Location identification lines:
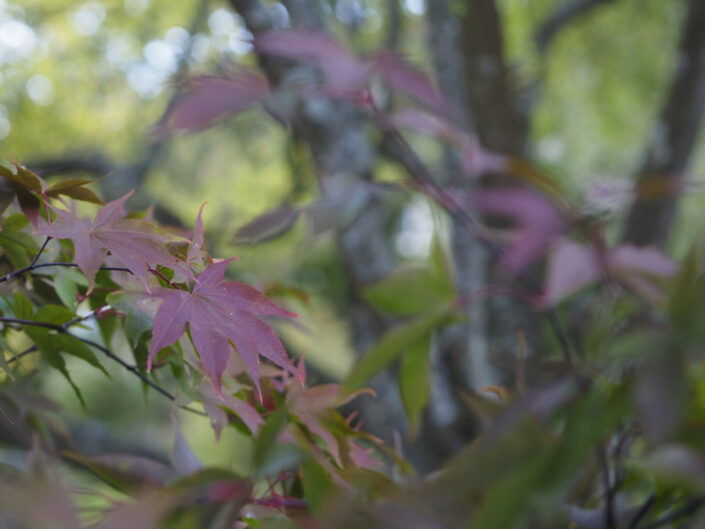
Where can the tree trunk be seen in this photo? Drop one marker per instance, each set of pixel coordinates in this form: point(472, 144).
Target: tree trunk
point(674, 137)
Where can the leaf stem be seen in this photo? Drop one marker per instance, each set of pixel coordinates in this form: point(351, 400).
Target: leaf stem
point(35, 266)
point(107, 352)
point(421, 175)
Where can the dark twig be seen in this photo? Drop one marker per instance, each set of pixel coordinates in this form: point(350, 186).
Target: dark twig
point(418, 171)
point(642, 512)
point(35, 266)
point(609, 490)
point(27, 351)
point(107, 352)
point(563, 16)
point(689, 508)
point(39, 253)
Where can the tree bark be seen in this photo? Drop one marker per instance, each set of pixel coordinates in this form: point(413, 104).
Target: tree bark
point(667, 156)
point(334, 132)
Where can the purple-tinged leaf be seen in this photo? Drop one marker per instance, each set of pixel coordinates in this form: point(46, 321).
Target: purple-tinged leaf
point(403, 78)
point(649, 261)
point(571, 267)
point(194, 253)
point(475, 159)
point(536, 223)
point(220, 314)
point(208, 99)
point(343, 72)
point(183, 460)
point(123, 471)
point(268, 226)
point(137, 244)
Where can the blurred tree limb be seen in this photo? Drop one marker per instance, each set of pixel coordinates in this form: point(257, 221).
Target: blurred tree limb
point(674, 137)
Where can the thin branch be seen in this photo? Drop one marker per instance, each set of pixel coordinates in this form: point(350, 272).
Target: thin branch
point(563, 16)
point(39, 253)
point(33, 266)
point(107, 352)
point(689, 508)
point(675, 137)
point(609, 490)
point(418, 171)
point(642, 512)
point(27, 351)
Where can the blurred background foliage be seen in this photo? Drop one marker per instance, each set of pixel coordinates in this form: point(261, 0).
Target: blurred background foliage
point(92, 78)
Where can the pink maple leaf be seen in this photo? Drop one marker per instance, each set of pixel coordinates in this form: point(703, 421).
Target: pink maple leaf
point(573, 266)
point(220, 314)
point(207, 99)
point(138, 245)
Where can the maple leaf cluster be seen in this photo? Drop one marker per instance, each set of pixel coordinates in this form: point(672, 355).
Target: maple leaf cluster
point(221, 316)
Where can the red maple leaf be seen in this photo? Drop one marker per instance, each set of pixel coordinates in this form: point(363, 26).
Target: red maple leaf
point(139, 245)
point(220, 314)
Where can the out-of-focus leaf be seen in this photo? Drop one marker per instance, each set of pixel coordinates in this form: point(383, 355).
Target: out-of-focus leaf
point(22, 176)
point(409, 292)
point(144, 513)
point(268, 226)
point(678, 463)
point(124, 472)
point(74, 188)
point(50, 343)
point(343, 72)
point(403, 78)
point(22, 306)
point(45, 503)
point(139, 311)
point(137, 244)
point(271, 456)
point(573, 266)
point(183, 460)
point(536, 222)
point(66, 288)
point(661, 393)
point(415, 382)
point(17, 244)
point(5, 200)
point(220, 314)
point(208, 99)
point(475, 159)
point(393, 343)
point(317, 483)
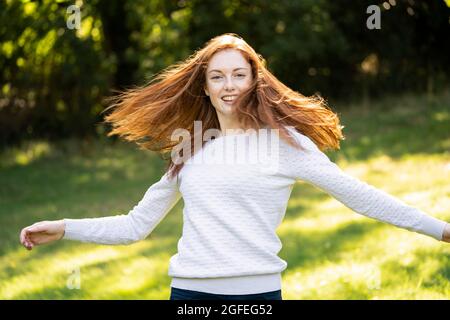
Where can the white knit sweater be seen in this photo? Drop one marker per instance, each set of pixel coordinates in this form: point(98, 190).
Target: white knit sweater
point(229, 243)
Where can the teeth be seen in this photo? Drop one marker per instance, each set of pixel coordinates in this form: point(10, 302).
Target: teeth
point(228, 98)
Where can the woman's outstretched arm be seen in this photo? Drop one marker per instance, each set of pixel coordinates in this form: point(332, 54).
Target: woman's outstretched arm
point(158, 200)
point(313, 166)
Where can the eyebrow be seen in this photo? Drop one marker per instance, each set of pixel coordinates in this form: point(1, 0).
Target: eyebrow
point(220, 71)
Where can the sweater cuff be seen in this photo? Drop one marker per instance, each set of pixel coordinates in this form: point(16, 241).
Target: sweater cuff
point(432, 227)
point(70, 231)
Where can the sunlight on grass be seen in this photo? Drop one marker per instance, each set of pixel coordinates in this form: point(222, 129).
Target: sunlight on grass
point(26, 154)
point(332, 252)
point(52, 271)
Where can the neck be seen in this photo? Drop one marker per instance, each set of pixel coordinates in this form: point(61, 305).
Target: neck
point(229, 123)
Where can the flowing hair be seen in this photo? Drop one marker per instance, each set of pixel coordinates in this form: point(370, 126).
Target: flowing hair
point(174, 98)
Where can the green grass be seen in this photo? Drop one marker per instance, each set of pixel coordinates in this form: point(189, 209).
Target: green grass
point(400, 145)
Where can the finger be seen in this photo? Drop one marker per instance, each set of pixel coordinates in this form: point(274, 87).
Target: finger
point(36, 228)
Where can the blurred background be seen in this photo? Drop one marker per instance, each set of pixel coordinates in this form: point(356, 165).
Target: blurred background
point(386, 75)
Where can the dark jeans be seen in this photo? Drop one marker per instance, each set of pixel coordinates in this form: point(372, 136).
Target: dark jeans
point(183, 294)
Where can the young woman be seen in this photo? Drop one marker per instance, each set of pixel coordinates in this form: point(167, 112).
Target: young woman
point(229, 247)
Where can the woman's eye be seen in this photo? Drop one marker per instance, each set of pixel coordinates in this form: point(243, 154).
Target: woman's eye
point(239, 75)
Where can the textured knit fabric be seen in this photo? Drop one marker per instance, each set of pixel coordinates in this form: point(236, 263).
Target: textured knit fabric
point(231, 211)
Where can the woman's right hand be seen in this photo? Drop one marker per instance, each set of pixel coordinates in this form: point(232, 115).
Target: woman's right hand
point(41, 233)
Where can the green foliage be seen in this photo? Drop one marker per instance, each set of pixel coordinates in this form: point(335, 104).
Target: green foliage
point(53, 80)
point(400, 146)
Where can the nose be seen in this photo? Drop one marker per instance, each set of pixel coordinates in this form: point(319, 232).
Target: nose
point(229, 85)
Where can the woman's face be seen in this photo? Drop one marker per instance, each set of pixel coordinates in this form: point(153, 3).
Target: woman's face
point(227, 75)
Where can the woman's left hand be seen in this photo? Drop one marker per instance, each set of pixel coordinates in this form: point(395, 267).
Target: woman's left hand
point(446, 233)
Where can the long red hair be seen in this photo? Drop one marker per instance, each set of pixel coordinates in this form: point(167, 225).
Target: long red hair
point(175, 98)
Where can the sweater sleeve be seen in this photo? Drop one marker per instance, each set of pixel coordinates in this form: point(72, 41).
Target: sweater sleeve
point(313, 166)
point(158, 200)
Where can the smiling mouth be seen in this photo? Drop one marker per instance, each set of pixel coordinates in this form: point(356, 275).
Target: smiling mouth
point(228, 100)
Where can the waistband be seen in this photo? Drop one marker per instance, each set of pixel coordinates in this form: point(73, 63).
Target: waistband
point(231, 285)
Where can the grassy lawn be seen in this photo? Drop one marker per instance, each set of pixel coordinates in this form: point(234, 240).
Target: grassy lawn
point(400, 145)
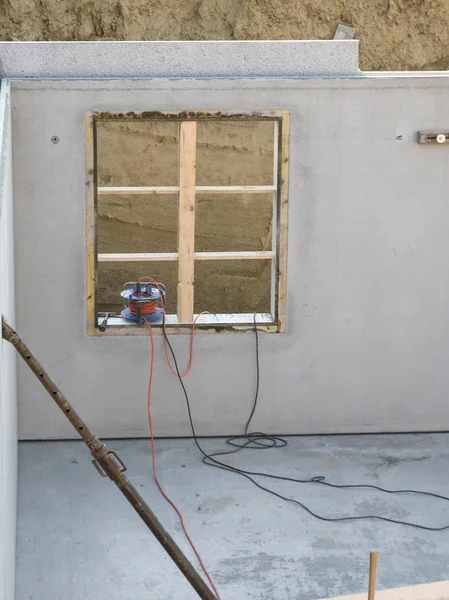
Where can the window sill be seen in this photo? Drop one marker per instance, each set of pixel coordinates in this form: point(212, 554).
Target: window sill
point(206, 323)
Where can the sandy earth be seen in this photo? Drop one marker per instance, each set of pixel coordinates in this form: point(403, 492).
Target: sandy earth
point(393, 34)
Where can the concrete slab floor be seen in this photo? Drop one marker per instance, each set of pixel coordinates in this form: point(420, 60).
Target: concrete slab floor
point(78, 538)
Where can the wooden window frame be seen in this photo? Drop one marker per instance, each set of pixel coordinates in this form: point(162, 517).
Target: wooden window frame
point(187, 191)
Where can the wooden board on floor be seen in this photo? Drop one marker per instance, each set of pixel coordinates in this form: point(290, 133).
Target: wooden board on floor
point(425, 591)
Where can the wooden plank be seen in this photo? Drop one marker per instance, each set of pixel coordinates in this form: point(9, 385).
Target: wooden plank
point(186, 220)
point(234, 189)
point(274, 218)
point(138, 257)
point(90, 224)
point(425, 591)
point(262, 255)
point(283, 220)
point(122, 191)
point(201, 189)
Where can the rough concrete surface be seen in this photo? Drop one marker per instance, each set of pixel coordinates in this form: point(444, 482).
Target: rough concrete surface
point(78, 538)
point(394, 35)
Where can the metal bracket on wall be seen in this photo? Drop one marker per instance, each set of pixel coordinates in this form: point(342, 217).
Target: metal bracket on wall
point(433, 137)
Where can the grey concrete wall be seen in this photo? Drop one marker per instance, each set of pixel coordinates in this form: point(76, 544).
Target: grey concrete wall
point(8, 393)
point(368, 300)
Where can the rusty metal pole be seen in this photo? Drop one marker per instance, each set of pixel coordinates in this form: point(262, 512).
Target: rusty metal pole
point(110, 465)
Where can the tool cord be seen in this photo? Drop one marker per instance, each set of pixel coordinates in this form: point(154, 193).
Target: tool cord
point(153, 455)
point(262, 441)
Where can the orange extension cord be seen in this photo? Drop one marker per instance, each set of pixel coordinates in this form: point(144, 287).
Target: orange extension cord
point(150, 420)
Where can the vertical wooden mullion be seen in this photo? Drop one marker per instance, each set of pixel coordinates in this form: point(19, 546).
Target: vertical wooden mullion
point(283, 220)
point(91, 300)
point(186, 220)
point(274, 222)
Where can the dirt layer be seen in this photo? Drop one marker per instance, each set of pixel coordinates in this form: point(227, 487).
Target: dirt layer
point(393, 34)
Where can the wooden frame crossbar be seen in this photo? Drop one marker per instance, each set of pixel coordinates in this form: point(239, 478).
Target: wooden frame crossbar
point(186, 192)
point(199, 189)
point(165, 256)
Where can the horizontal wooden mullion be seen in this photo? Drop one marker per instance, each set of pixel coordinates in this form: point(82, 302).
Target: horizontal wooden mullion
point(234, 255)
point(235, 189)
point(171, 256)
point(138, 257)
point(200, 189)
point(138, 190)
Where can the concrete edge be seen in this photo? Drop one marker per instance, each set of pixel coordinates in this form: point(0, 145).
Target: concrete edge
point(236, 59)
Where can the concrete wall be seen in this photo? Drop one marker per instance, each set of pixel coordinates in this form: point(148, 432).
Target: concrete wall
point(367, 306)
point(8, 395)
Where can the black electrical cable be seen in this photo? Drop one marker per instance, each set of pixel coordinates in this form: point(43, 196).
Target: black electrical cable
point(262, 441)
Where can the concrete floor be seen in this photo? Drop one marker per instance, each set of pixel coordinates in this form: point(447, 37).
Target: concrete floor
point(78, 538)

▶ **Aim**
Rewrite the lines from the line containing "Where can the sweater cuff" to the line containing "point(231, 211)", both included, as a JSON list of strings with one string per line and blank lines omitted.

▶ **The completed task**
[
  "Where can the sweater cuff be seen in this photo? Drop one marker per instance, each set of pixel coordinates in this form: point(16, 241).",
  "Target: sweater cuff",
  "point(432, 227)",
  "point(70, 231)",
  "Where can the sunlight on grass be seen in this photo? Drop one marker per instance, each set of pixel coordinates in this form: point(222, 129).",
  "Target: sunlight on grass",
  "point(26, 154)",
  "point(332, 252)",
  "point(52, 271)",
  "Where can the neck be seen in this photo? Drop one marker per instance, each set of pixel coordinates in this form: point(61, 305).",
  "Target: neck",
  "point(229, 123)",
  "Where can the flowing hair be seen in this photo? Drop one marker per instance, each set of pixel coordinates in this form: point(370, 126).",
  "Target: flowing hair",
  "point(174, 98)",
  "Where can the green grass be seen in this photo? Drop one marker per instance, each set of pixel coordinates in this form: point(189, 209).",
  "Target: green grass",
  "point(400, 145)",
  "Where can the finger be seen in this photo? Drop one marker per instance, each set of pixel coordinates in this form: point(274, 87).",
  "Target: finger",
  "point(36, 228)",
  "Where can the blurred background be seen in this photo? Drop one marker per instance, each set of pixel coordinates in this form: point(356, 165).",
  "Target: blurred background",
  "point(386, 75)",
  "Where can the dark jeans be seen in this photo? Drop one marker per instance, each set of pixel coordinates in this form: point(372, 136).",
  "Target: dark jeans",
  "point(183, 294)",
  "Where can the young woman be seen in this photo? Drop one marker per instance, each set of pixel coordinates in this form: point(167, 112).",
  "Target: young woman",
  "point(229, 247)",
  "Where can the woman's eye be seen in this photo? Drop one marker per instance, each set of pixel coordinates in this form: point(243, 154).",
  "Target: woman's eye",
  "point(239, 75)",
  "Where can the textured knit fabric be seen in this photo? Drop one marker per instance, each set of pixel coordinates in this form: point(236, 263).",
  "Target: textured knit fabric",
  "point(231, 211)"
]